#### EXERCISE OBJECTIVE:
Output the material below as a JSON array of strings, with one string per line and any blank lines omitted.

___ SUPPLIED DATA

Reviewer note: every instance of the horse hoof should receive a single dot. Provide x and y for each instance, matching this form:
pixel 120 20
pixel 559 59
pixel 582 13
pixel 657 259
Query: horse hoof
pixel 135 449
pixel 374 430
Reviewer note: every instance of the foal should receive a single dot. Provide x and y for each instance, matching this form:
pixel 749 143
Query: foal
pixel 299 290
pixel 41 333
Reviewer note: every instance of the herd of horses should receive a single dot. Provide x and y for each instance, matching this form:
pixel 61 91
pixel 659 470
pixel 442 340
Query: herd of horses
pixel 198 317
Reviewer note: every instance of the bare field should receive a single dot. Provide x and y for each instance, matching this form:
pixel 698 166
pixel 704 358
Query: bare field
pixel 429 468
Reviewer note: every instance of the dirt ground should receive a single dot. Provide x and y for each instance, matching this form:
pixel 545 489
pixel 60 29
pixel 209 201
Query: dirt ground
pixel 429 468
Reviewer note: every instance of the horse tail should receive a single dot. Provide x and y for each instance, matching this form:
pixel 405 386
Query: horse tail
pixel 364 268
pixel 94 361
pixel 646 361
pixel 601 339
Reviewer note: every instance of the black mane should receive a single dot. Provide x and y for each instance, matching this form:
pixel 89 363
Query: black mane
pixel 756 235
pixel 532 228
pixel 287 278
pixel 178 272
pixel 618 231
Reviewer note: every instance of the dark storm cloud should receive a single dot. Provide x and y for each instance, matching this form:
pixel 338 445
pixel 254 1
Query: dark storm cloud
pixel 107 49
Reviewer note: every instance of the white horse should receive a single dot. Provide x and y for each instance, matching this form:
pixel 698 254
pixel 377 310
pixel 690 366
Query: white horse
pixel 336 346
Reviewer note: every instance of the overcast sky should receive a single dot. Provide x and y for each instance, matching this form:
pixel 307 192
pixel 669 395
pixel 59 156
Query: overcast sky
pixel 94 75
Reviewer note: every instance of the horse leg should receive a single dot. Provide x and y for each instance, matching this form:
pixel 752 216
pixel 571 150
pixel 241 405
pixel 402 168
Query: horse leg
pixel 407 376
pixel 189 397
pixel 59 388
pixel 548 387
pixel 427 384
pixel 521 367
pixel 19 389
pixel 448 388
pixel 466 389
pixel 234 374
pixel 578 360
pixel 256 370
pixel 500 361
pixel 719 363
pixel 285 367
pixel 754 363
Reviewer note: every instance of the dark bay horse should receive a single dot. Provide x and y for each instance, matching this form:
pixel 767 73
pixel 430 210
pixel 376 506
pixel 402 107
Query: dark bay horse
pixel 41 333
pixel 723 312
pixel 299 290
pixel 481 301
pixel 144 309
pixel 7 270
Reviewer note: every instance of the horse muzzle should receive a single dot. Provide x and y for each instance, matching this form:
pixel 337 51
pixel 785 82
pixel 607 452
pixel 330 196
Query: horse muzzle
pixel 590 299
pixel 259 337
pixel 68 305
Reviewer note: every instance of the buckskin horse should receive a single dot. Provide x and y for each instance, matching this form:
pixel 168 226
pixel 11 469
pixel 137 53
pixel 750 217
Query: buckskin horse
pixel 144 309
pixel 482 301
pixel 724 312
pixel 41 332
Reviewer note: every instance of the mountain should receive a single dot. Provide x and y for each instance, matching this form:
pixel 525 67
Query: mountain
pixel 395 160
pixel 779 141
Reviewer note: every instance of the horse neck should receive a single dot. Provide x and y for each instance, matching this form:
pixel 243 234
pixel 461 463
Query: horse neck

______

#### RESULT:
[
  "Reviewer note: every instance of the horse hoof should receive a single dot. Provide x and y for each instance, matching this form:",
  "pixel 120 20",
  "pixel 559 59",
  "pixel 582 13",
  "pixel 657 259",
  "Query: horse hoof",
  "pixel 135 449",
  "pixel 374 430",
  "Reviewer note: every instance of the foal should receive a single dot. Provide x and y for each instance, matching this form:",
  "pixel 749 143",
  "Query: foal",
  "pixel 299 290",
  "pixel 41 333",
  "Reviewer note: every instance of the herd of horses should receive a single dot. Provide x and y for each instance, matching this form:",
  "pixel 61 91",
  "pixel 659 470",
  "pixel 442 340",
  "Query: herd of horses",
  "pixel 198 317",
  "Reviewer note: every instance of the bare field should receive a single dot. Provide x and y for each instance, matching this form:",
  "pixel 698 166",
  "pixel 704 358",
  "Query: bare field",
  "pixel 429 468",
  "Reviewer note: every instance of the dirt ground should receive a single dot. Provide x and y for each instance, matching this form:",
  "pixel 545 489",
  "pixel 60 29",
  "pixel 209 201",
  "Query: dirt ground",
  "pixel 429 468",
  "Reviewer note: every instance of the horse tail should receive a single dot. Provide x and y for each instance, matching this form:",
  "pixel 405 386",
  "Query: horse tail",
  "pixel 364 268",
  "pixel 94 361",
  "pixel 646 361",
  "pixel 601 339",
  "Reviewer note: every instance of the black mane should receive a single dot. Provide x and y for each instance, matching this form:",
  "pixel 89 363",
  "Query: black mane",
  "pixel 756 235",
  "pixel 532 228",
  "pixel 287 278",
  "pixel 178 272",
  "pixel 618 231",
  "Reviewer note: every instance of the dark storm cloud should receive a single dot. Provide x and y for each instance, matching this form:",
  "pixel 338 445",
  "pixel 254 1",
  "Query: dark storm cloud",
  "pixel 107 49",
  "Reviewer note: every instance of the white horse should receive a single dot. Provide x and y for each instance, matching this form:",
  "pixel 698 254",
  "pixel 377 310",
  "pixel 690 366",
  "Query: white horse",
  "pixel 336 346",
  "Reviewer note: every instance of the overcast sky should receive a single dot. Provide x and y for each instance, matching this form:",
  "pixel 307 192",
  "pixel 669 395",
  "pixel 59 156",
  "Query: overcast sky",
  "pixel 94 75",
  "Reviewer note: every instance of the horse leg should receive a single dot. Provide x and y for each instance, matching this form:",
  "pixel 752 216",
  "pixel 571 150",
  "pixel 241 405",
  "pixel 402 168",
  "Query: horse leg",
  "pixel 407 376",
  "pixel 189 397",
  "pixel 59 388",
  "pixel 548 387",
  "pixel 427 384",
  "pixel 521 367",
  "pixel 19 389",
  "pixel 448 388",
  "pixel 466 389",
  "pixel 234 374",
  "pixel 578 360",
  "pixel 256 370",
  "pixel 500 361",
  "pixel 719 363",
  "pixel 285 367",
  "pixel 754 363",
  "Reviewer note: every instance of the dark bay horse should receive a single dot. Provide x and y for each instance, matching this form:",
  "pixel 767 73",
  "pixel 430 210",
  "pixel 376 506",
  "pixel 402 107",
  "Query: dark bay horse",
  "pixel 41 333",
  "pixel 723 312",
  "pixel 299 290",
  "pixel 481 301",
  "pixel 144 309",
  "pixel 7 270",
  "Reviewer note: every instance of the horse muzzle should receive a single dot. Provide x and y for each instance, matching this form:",
  "pixel 337 51",
  "pixel 785 82",
  "pixel 607 452",
  "pixel 330 196",
  "Query: horse muzzle",
  "pixel 590 299",
  "pixel 259 337",
  "pixel 68 305",
  "Reviewer note: every instance of the buckskin horse should receive a single dot. Provide x and y for each instance, matching this form:",
  "pixel 168 226",
  "pixel 11 469",
  "pixel 137 53",
  "pixel 750 217",
  "Query: buckskin horse",
  "pixel 144 309",
  "pixel 482 301",
  "pixel 724 312",
  "pixel 41 332",
  "Reviewer note: every instance of the mountain should receive a single dot. Provide x and y for each instance, matching this form:",
  "pixel 525 67",
  "Query: mountain",
  "pixel 395 160",
  "pixel 779 141",
  "Reviewer note: every instance of the horse neck should receive a single dot. Provide x and y for each instance, matching this form:",
  "pixel 243 234",
  "pixel 461 463",
  "Query: horse neck"
]